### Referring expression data
"""

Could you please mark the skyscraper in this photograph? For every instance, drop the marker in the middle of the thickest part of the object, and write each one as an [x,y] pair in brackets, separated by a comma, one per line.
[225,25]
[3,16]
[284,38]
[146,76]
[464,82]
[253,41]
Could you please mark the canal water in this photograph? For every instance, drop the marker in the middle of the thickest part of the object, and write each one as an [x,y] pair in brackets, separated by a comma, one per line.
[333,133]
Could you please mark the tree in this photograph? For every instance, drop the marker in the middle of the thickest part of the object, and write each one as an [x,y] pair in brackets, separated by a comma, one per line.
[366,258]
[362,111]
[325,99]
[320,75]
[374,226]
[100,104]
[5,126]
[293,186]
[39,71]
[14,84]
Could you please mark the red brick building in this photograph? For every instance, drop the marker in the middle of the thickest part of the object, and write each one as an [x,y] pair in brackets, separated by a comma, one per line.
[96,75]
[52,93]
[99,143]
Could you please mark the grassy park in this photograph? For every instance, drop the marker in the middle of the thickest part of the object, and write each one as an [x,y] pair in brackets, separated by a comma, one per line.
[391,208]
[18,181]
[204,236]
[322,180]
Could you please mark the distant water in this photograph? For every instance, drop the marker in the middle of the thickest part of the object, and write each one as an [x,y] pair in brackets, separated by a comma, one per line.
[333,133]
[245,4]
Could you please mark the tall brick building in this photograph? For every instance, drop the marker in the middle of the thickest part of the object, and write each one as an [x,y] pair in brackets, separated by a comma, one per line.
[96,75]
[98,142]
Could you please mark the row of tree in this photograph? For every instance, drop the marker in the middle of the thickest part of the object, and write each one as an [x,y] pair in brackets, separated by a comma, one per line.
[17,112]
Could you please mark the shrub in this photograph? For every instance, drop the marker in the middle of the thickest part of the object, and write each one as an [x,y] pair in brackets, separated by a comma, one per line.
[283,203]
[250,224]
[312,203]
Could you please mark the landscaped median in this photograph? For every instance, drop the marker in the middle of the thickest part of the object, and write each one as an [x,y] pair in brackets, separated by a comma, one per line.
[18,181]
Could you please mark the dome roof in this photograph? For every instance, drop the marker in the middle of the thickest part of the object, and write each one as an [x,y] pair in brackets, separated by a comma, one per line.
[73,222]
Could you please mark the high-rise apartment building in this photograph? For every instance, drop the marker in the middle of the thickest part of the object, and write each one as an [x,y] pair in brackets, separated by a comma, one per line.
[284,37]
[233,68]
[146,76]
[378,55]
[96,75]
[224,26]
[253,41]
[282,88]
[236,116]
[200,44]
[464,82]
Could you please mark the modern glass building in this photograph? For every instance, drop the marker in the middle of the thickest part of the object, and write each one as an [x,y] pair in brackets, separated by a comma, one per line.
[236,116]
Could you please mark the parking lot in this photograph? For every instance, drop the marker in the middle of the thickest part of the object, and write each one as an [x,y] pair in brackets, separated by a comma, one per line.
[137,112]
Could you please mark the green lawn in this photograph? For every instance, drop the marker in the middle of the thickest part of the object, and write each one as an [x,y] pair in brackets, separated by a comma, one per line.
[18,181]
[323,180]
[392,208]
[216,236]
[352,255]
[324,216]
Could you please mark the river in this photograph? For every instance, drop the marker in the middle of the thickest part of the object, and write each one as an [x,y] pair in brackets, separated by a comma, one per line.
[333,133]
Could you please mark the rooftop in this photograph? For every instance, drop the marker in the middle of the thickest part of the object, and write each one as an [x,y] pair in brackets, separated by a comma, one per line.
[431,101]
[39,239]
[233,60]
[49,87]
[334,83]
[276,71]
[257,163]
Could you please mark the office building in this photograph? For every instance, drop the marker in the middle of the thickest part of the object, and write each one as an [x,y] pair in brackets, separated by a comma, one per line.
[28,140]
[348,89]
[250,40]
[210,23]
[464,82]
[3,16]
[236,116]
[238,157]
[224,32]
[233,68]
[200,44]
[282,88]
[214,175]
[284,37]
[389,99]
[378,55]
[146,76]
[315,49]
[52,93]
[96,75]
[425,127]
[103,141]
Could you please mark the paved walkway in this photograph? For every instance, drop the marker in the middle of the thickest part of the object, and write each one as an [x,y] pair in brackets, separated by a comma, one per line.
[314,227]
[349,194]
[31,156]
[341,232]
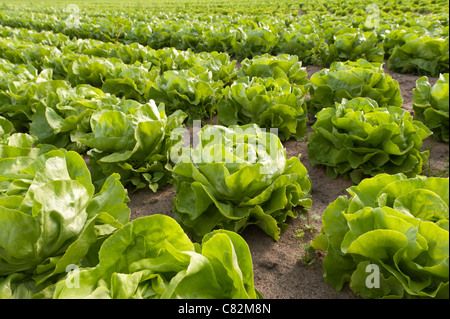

"""

### BRIEF
Could you write out every line above exactly as it stands, with no images?

### RESPONSE FOR THIS EXERCISE
Could you please mark the skyscraper in this photograph? For every instance, drop the marker in the middle of the thickest part of the object, and write each one as an [x,y] pair in brackets, separated by a comma, one per line.
[225,25]
[3,16]
[284,38]
[146,76]
[464,82]
[253,41]
Could you please mark the canal water in this photograph? For every instance, drop the marker in the middle of the thickest part of the object, and write each one as an [x,y] pair in brackets, separated by a comma, one per line.
[333,133]
Could you please mark the tree in this photograph? For every instance, drop the marker in the middle of the thickest part of the object, and write each one as an [x,y] pair in brackets, separated by a comma, one per line.
[366,258]
[362,111]
[325,99]
[320,75]
[374,226]
[100,104]
[5,126]
[293,186]
[39,71]
[14,84]
Could you please mark the red brick building in this photograph? For every instance, drop the marker in the middle of the thickest part of the object, and write each one as an [x,y] pair in brackets, separated by a comma, one per line.
[96,75]
[52,93]
[99,143]
Could you please mark the grassy park in this photograph? For every instance, drop the marker in the middle of the thickest part of the object, and write each one as an [x,y] pair in brackets, separated by a comma, one per line.
[391,208]
[18,181]
[204,236]
[322,180]
Could you please mark the distant water in this photograph? For every instance, drop the marker in the middle of the thickest part of the object, and write each one as an [x,y] pair in brackets, separated by a comma, one per line.
[333,133]
[245,4]
Could you please mark the tall brick building in this photograph? For every instance, drop the marker in the middle of the thickest part of the object, and write each one as an [x,y] pair in brackets, separated by a comma, one per line.
[96,75]
[98,142]
Could you please mark the row of tree in this photograph? For every instance, drop the marker in the middle of the thickest part of the object, and write each one as an [x,y] pair in brackets, separated by a comma, one per line.
[17,112]
Could you please mark the shrub in this photograph? For every instance, drop the marker in the middle of the thickest part of the object, and write each one as an [x,y] pair in brackets, separated by a comma, one per line.
[283,203]
[250,224]
[312,203]
Could you please mark the landscaped median in this photograph? For every instance, drop the marker in the middle of the thickest part of the object, and write each one as an [x,y] pair in brackets, separated by a comma, one per line.
[18,181]
Could you please mark the dome roof in this photograph? For every instance, drop the marker in the middle of the thickest part of the object, and write each one as an [x,y] pair in brackets, separated by a comma, one per line.
[73,222]
Could you please mark the high-rise apartment building in this photograph? For every instance, drop the marker in the middle of the thickest part of the object, and write each one as an [x,y] pair in brackets, separated by a comma, one per line.
[284,37]
[233,68]
[146,76]
[378,55]
[96,75]
[224,26]
[253,41]
[282,88]
[236,116]
[200,44]
[464,82]
Could you please mark the modern glass building in this photograph? For every instance, drop the marker in the middle of the thickest part of the object, and write each one as an [x,y] pair in brackets, separated by a comma, one per line.
[236,116]
Could you please mark the parking lot in this photograph? For every instance, drop the marker in the middle of the thickest part of the object, and write each one as an [x,y] pair in brackets, separated by a comma, one per line.
[137,112]
Could you please mark the green lawn in this photograph? For every instance, drop the marker in the middle of the thickest part of the object, and write each one as an [x,y] pair in brackets, separated by a comma, one per line.
[18,181]
[323,180]
[392,208]
[216,236]
[352,255]
[324,216]
Could you please mark the river in this photograph? For every instance, drop the marker in the middle of the thickest part of the object, and write each one as an [x,y] pair in brackets, separated by a comma, one per line.
[333,133]
Could you please mark the rooftop in this photograph? For every instance, drop the marker in the middle of the thickest part of the object, and write each one as an [x,y] pair in brackets, separated by a comma, one per line.
[431,101]
[39,239]
[233,60]
[49,87]
[334,83]
[276,71]
[257,163]
Could you please mark the office building in this photograph? For every instance, drop the marker in the middle of the thickest part of the object, and write each one as an [x,y] pair in brackets, separated by a comma, one per line.
[28,140]
[348,89]
[250,40]
[210,23]
[464,82]
[3,16]
[236,116]
[238,157]
[224,32]
[233,68]
[200,44]
[282,88]
[214,175]
[284,37]
[389,99]
[378,55]
[146,76]
[315,49]
[52,93]
[96,75]
[425,127]
[103,141]
Could you please mark the paved walkway in this photograph? For every instance, drop the marker in the middle of the thickest part of the object, and write each one as an [x,y] pair in brackets, separated by a comma, one per line.
[314,227]
[349,194]
[31,156]
[341,232]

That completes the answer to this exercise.